When the Pakistani tribal invasion of Kashmir began on 22 October 1947, Messervy was away in London, and Gracey was acting as the Army Chief. He declined to send Pakistani troops to the Kashmir front as ordered by Mohammad Ali Jinnah (the Governor General) but referred the issue to Claude Auchinleck, the Supreme Commander of Indian and Pakistani forces. Both the armies were under joint British command at this stage, and Auchinleck had already issued Standdown instructions to the effect that all British officers would stand down in the event of a military conflict between the two countries. After hearing Auchinleck's reasoning, Jinnah rescinded his order.

Gracey left the Pakistan Army in April 1951 to retire, having attained the rank of full general. However, his permanent rank in the British Army had never advanced beyond major general so on retirement he was granted the honorary rank of general, having also been advanced to Knight Commander of the Order of the Bath (KCB) in January 1951 at the request of the Pakistan government.

> **WHAT TO WORK ON**
Reproduce the entire passage about Gracey's time as acting army chief and his retirement, word for word.

> **RECORDS**
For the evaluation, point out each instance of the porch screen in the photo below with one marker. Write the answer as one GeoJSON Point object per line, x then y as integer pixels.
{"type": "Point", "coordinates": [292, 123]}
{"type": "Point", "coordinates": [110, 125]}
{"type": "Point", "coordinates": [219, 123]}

...

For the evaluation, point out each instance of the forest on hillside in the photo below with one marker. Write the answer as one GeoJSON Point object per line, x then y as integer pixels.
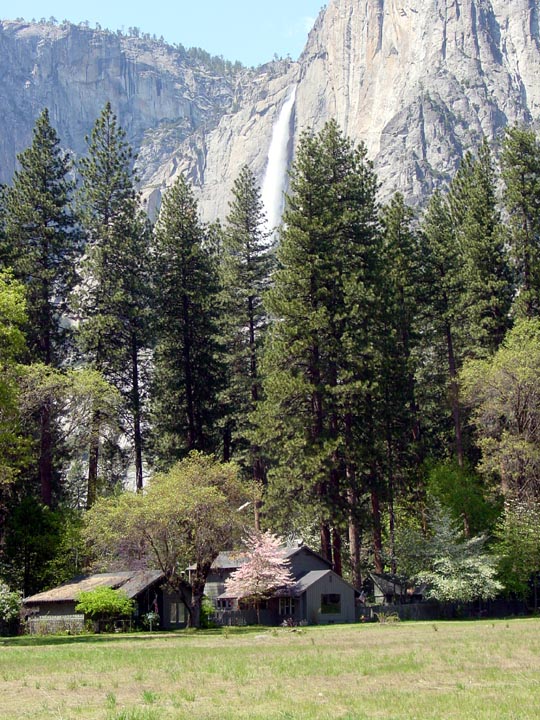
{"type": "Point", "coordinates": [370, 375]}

---

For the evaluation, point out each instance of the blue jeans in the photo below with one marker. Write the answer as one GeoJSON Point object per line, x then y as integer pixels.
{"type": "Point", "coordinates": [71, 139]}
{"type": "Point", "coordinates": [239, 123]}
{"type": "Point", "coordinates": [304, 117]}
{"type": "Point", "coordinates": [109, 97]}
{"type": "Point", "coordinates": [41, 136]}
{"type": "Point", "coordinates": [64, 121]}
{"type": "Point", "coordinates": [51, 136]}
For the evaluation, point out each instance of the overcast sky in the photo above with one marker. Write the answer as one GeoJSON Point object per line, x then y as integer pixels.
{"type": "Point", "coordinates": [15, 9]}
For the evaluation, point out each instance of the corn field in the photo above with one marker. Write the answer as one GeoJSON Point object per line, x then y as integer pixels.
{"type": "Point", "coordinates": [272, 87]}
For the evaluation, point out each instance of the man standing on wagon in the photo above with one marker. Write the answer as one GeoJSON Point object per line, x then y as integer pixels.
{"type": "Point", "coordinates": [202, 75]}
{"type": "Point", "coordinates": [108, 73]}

> **SOLUTION TO THIS PROBLEM**
When the Pakistani tribal invasion of Kashmir began on 22 October 1947, Messervy was away in London, and Gracey was acting as the Army Chief. He declined to send Pakistani troops to the Kashmir front as ordered by Mohammad Ali Jinnah (the Governor General) but referred the issue to Claude Auchinleck, the Supreme Commander of Indian and Pakistani forces. Both the armies were under joint British command at this stage, and Auchinleck had already issued Standdown instructions to the effect that all British officers would stand down in the event of a military conflict between the two countries. After hearing Auchinleck's reasoning, Jinnah rescinded his order.

Gracey left the Pakistan Army in April 1951 to retire, having attained the rank of full general. However, his permanent rank in the British Army had never advanced beyond major general so on retirement he was granted the honorary rank of general, having also been advanced to Knight Commander of the Order of the Bath (KCB) in January 1951 at the request of the Pakistan government.